#### Data shown
##############################

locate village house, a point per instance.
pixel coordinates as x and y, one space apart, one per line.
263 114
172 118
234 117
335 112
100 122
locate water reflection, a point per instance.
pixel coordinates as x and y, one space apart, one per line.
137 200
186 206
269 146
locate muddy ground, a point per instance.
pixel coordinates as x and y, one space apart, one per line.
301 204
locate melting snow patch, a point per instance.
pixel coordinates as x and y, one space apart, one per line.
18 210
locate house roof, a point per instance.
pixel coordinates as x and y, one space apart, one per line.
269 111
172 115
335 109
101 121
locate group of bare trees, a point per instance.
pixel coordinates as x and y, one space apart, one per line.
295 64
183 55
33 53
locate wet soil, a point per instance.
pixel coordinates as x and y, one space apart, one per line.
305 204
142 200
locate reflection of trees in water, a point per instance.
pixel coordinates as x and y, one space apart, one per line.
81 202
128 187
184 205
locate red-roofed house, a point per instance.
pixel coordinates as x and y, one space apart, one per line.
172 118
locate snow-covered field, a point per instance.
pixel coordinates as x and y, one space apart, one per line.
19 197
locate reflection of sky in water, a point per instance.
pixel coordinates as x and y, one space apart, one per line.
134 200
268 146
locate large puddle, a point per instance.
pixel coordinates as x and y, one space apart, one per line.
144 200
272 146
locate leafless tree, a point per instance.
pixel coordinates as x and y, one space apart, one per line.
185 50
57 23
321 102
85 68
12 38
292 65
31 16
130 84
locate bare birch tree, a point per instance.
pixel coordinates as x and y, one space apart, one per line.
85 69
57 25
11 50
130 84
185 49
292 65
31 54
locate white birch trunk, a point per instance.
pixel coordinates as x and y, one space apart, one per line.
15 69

##############################

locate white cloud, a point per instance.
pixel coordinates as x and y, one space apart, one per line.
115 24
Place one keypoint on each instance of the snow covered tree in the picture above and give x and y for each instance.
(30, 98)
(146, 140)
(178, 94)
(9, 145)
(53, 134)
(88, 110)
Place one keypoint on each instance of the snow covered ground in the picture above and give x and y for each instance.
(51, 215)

##############################

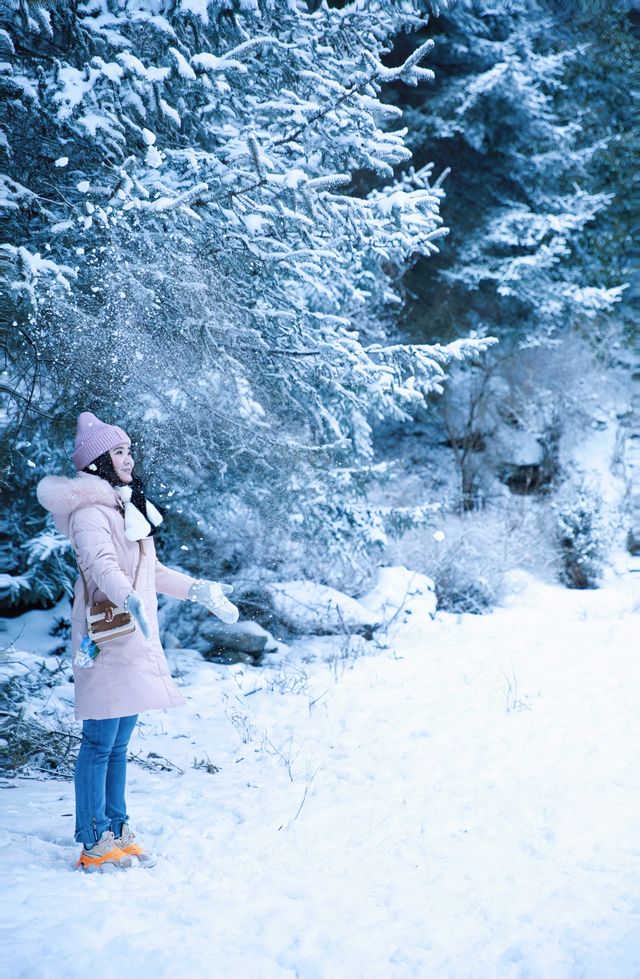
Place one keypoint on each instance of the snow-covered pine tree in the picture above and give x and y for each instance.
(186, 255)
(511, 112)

##############################

#### Your task
From the listing above, pull out every line that contains the word "keypoint" and copy each one unchanged, in its original order.

#### Finished exercise
Place one keypoint on each instance of the snow covered tree in the picture above and give x and y for each instance.
Place one keypoint on each instance of the snow covered ground in the picture above and give x and y for each instance.
Place one keypoint on each instance of the snow-covered pine tree in the picture above and give x and y for each instance.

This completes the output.